* **Task description**:
From the first line of the entries below, reproduce everything exactly through the line with "positive clicks: (293, 555)", and nothing more.
>>>>
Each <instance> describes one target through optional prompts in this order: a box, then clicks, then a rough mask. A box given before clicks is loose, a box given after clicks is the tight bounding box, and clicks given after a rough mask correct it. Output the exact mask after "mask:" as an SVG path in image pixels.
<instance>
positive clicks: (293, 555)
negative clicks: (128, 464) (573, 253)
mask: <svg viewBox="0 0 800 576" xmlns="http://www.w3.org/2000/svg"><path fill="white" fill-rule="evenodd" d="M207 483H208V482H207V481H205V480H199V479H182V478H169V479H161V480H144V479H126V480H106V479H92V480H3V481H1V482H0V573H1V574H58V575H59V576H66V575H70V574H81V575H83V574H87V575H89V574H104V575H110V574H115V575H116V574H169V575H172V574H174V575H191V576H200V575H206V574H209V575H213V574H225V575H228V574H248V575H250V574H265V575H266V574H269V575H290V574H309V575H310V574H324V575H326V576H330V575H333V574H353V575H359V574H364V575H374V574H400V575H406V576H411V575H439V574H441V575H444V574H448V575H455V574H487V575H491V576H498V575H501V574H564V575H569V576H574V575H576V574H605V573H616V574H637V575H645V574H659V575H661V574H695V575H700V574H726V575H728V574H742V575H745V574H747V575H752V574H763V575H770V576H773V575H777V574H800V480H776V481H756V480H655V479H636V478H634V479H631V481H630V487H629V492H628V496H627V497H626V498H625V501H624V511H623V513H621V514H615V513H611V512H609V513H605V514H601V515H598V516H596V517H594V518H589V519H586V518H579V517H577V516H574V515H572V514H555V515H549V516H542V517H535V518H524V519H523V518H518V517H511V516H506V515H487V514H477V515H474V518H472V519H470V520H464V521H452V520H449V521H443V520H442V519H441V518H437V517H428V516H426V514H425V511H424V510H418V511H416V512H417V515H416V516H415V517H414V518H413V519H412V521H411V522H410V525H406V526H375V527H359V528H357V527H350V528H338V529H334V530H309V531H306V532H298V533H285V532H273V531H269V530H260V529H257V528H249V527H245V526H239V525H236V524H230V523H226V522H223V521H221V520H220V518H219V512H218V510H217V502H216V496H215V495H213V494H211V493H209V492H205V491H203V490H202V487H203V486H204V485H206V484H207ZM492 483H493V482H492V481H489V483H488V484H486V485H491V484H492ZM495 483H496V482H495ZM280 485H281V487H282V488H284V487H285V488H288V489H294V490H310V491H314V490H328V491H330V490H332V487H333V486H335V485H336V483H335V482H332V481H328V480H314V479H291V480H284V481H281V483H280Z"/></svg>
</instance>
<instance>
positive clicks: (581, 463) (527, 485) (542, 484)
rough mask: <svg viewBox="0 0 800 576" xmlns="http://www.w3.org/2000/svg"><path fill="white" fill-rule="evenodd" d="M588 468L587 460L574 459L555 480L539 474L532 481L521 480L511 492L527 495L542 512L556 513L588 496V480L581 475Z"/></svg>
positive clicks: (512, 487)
<<<<
* **Response to this exercise**:
Each <instance> describes one target through optional prompts in this order: a box, then clicks, then a rough mask. A box given before clicks is loose, a box given after clicks is the tight bounding box, and clicks given after a rough mask correct it. Output the exact mask after "mask:" as an SVG path in image pixels.
<instance>
positive clicks: (293, 555)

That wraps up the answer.